Stored records:
◆ ◆ ◆ ◆ ◆ ◆ ◆

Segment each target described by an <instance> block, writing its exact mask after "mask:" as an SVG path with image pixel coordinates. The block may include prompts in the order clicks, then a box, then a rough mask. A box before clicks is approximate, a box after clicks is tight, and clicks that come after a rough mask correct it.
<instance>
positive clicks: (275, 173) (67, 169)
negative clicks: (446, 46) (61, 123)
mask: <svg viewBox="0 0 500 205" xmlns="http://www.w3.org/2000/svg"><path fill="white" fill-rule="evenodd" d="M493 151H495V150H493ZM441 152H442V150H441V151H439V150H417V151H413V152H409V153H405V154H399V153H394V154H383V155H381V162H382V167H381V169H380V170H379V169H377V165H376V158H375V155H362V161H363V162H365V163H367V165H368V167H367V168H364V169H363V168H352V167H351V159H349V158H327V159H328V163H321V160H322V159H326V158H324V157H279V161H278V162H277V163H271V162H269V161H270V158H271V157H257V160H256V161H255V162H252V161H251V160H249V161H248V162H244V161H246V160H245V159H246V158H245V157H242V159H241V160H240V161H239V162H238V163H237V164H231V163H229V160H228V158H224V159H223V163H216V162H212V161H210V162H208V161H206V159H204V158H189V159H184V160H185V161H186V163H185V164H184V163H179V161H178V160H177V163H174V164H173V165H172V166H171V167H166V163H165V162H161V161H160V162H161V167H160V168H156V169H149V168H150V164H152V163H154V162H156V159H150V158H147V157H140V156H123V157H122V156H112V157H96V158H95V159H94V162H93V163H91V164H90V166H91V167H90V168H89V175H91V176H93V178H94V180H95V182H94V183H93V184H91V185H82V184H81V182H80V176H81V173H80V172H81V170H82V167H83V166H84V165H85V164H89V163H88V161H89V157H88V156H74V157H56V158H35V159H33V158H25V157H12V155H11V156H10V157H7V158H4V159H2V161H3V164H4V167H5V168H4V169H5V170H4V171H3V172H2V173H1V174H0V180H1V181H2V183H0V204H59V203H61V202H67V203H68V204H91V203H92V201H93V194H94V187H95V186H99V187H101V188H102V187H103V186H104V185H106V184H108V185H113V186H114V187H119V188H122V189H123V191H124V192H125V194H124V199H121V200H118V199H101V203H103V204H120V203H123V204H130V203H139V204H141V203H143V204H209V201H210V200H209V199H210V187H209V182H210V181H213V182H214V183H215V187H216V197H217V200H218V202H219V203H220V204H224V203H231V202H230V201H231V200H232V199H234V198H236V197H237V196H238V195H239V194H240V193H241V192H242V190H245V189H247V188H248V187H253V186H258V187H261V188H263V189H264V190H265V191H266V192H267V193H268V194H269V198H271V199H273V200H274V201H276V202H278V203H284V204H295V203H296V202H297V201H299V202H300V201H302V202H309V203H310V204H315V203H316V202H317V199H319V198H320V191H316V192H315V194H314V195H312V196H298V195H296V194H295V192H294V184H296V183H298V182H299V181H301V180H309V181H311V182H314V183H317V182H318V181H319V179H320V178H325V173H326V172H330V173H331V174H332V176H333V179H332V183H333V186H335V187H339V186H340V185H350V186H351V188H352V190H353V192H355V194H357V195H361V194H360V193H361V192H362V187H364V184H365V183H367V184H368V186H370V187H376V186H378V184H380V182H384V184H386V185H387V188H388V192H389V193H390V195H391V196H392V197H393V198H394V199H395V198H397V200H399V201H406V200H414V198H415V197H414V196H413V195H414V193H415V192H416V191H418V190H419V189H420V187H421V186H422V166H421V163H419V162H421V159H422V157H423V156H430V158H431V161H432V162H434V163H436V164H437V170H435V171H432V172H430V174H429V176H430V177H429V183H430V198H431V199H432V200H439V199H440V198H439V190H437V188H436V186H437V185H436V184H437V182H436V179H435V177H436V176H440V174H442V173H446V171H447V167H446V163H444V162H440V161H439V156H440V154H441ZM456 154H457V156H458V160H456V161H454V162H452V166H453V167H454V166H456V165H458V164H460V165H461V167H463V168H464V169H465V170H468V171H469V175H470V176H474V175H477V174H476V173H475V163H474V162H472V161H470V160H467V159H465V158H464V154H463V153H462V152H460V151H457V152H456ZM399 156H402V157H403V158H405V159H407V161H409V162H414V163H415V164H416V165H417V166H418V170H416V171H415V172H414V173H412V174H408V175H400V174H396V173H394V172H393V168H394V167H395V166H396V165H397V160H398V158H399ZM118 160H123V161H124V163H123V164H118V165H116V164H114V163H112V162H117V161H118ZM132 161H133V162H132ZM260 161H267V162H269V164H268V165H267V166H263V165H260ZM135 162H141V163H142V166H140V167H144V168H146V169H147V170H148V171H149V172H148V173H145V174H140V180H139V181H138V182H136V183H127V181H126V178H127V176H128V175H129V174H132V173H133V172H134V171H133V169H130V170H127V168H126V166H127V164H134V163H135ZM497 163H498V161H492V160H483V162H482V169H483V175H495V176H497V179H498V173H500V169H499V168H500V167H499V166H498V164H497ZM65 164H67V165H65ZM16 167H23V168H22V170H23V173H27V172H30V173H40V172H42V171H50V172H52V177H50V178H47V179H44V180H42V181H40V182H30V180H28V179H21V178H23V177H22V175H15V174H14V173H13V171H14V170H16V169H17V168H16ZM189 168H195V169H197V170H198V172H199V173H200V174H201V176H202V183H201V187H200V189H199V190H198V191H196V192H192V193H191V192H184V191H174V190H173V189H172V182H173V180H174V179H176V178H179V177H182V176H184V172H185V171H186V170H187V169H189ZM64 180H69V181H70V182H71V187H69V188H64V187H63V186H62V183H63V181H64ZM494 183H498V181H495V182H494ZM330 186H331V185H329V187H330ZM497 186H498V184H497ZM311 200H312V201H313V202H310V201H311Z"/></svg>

◆ ◆ ◆ ◆ ◆ ◆ ◆

● Problem statement: Transcribe the data above verbatim.

● Expected output:
Segment each target described by an <instance> block, writing its exact mask after "mask:" as an SVG path with image pixel coordinates. The block may include prompts in the order clicks, then a box, then a rough mask. A box before clicks is approximate, a box after clicks is tight, and clicks that come after a rough mask correct it.
<instance>
positive clicks: (275, 173) (67, 169)
negative clicks: (446, 46) (61, 123)
mask: <svg viewBox="0 0 500 205" xmlns="http://www.w3.org/2000/svg"><path fill="white" fill-rule="evenodd" d="M493 151H495V150H493ZM441 152H442V150H441V151H439V150H417V151H413V152H409V153H405V154H399V153H394V154H383V155H381V162H382V167H381V169H380V170H379V169H377V165H376V158H375V155H362V161H363V162H365V163H367V165H368V167H367V168H364V169H363V168H352V167H351V159H349V158H327V159H328V163H321V160H322V159H326V158H324V157H279V161H278V162H277V163H271V162H269V161H270V158H271V157H257V160H256V161H255V162H252V161H251V160H249V161H248V162H244V161H246V160H245V159H246V158H245V157H242V159H241V160H240V161H239V162H238V163H237V164H231V163H229V160H228V158H224V159H223V163H216V162H212V161H210V162H208V161H206V159H204V158H189V159H184V160H185V161H186V163H185V164H184V163H179V161H178V160H177V163H174V164H173V165H172V166H171V167H166V163H165V162H161V161H160V162H161V167H160V168H156V169H149V168H150V164H152V163H154V162H156V159H150V158H147V157H140V156H123V157H122V156H112V157H96V158H95V159H94V162H93V163H91V164H90V166H91V167H90V168H89V175H91V176H93V178H94V180H95V182H94V183H93V184H91V185H82V184H81V182H80V176H81V173H80V172H81V170H82V167H83V166H84V165H85V164H89V163H88V161H89V157H88V156H74V157H56V158H35V159H33V158H25V157H12V155H11V156H10V157H7V158H4V159H2V161H3V164H4V167H5V168H4V169H5V170H4V171H3V172H2V173H1V174H0V180H1V181H2V183H0V204H59V203H61V202H67V203H68V204H91V203H92V201H93V194H94V187H95V186H99V187H101V188H102V187H103V186H104V185H106V184H108V185H113V186H114V187H119V188H122V189H123V191H124V192H125V194H124V199H121V200H118V199H101V203H103V204H120V203H123V204H130V203H139V204H141V203H143V204H209V201H210V200H209V199H210V187H209V182H210V181H213V182H214V183H215V187H216V197H217V200H218V202H219V203H220V204H224V203H231V202H230V201H231V200H232V199H234V198H236V197H237V196H238V195H239V194H240V193H241V192H242V190H245V189H247V188H248V187H253V186H258V187H261V188H263V189H264V190H265V191H266V192H267V193H268V194H269V198H271V199H273V200H274V201H276V202H278V203H284V204H295V203H296V202H297V201H299V202H300V201H302V202H309V203H310V204H315V203H316V202H317V199H319V198H320V191H316V192H315V194H314V195H312V196H298V195H296V194H295V192H294V184H296V183H298V182H299V181H301V180H309V181H311V182H314V183H317V182H318V181H319V179H320V178H325V173H326V172H330V173H331V174H332V176H333V179H332V183H333V186H335V187H339V186H340V185H350V186H351V188H352V190H353V192H355V194H357V195H361V194H360V193H361V192H362V187H364V184H365V183H367V184H368V186H370V187H376V186H378V184H380V182H384V184H386V185H387V188H388V192H389V193H390V195H391V196H392V197H393V198H394V199H395V198H397V200H399V201H406V200H414V198H415V197H414V196H413V195H414V193H415V192H416V191H418V190H419V189H420V187H421V186H422V166H421V163H419V162H421V159H422V157H423V156H430V158H431V161H432V162H434V163H436V164H437V170H435V171H432V172H430V174H429V176H430V177H429V183H430V198H431V199H432V200H439V199H440V198H439V190H437V188H436V186H437V185H436V184H437V182H436V179H435V177H436V176H440V174H442V173H446V171H447V167H446V163H444V162H440V161H439V156H440V154H441ZM456 154H457V156H458V160H456V161H454V162H452V166H453V167H454V166H456V165H458V164H460V165H461V167H463V168H464V169H465V170H468V171H469V175H470V176H474V175H477V174H476V173H475V163H474V162H472V161H470V160H467V159H465V158H464V154H463V153H462V152H460V151H457V152H456ZM399 156H402V157H403V158H405V159H407V161H409V162H414V163H415V164H416V165H417V166H418V170H416V171H415V172H414V173H412V174H408V175H400V174H396V173H394V172H393V168H394V167H395V166H396V165H397V160H398V158H399ZM118 160H123V161H124V163H123V164H118V165H116V164H114V163H112V162H117V161H118ZM132 161H133V162H132ZM260 161H267V162H269V164H268V165H267V166H263V165H260ZM135 162H141V163H142V166H140V167H144V168H146V169H147V170H148V171H149V172H148V173H145V174H140V180H139V181H138V182H136V183H127V181H126V178H127V176H128V175H129V174H132V173H133V172H134V171H133V169H130V170H127V168H126V166H127V164H134V163H135ZM497 163H498V161H492V160H483V162H482V169H483V175H495V176H497V179H498V173H500V169H499V168H500V167H499V166H498V164H497ZM65 164H67V165H65ZM16 167H23V168H22V170H23V173H27V172H30V173H40V172H42V171H50V172H52V177H50V178H47V179H44V180H42V181H40V182H30V180H28V179H21V178H23V177H22V175H15V174H14V173H13V171H14V170H16V169H17V168H16ZM189 168H195V169H197V170H198V172H199V173H200V174H201V176H202V183H201V187H200V189H199V190H198V191H196V192H192V193H191V192H184V191H174V190H173V189H172V182H173V180H174V179H176V178H179V177H182V176H184V172H185V171H186V170H187V169H189ZM64 180H69V181H70V182H71V187H69V188H64V187H63V186H62V183H63V181H64ZM494 183H498V181H495V182H494ZM330 186H331V185H329V187H330ZM497 186H498V184H497ZM311 200H312V201H313V202H310V201H311Z"/></svg>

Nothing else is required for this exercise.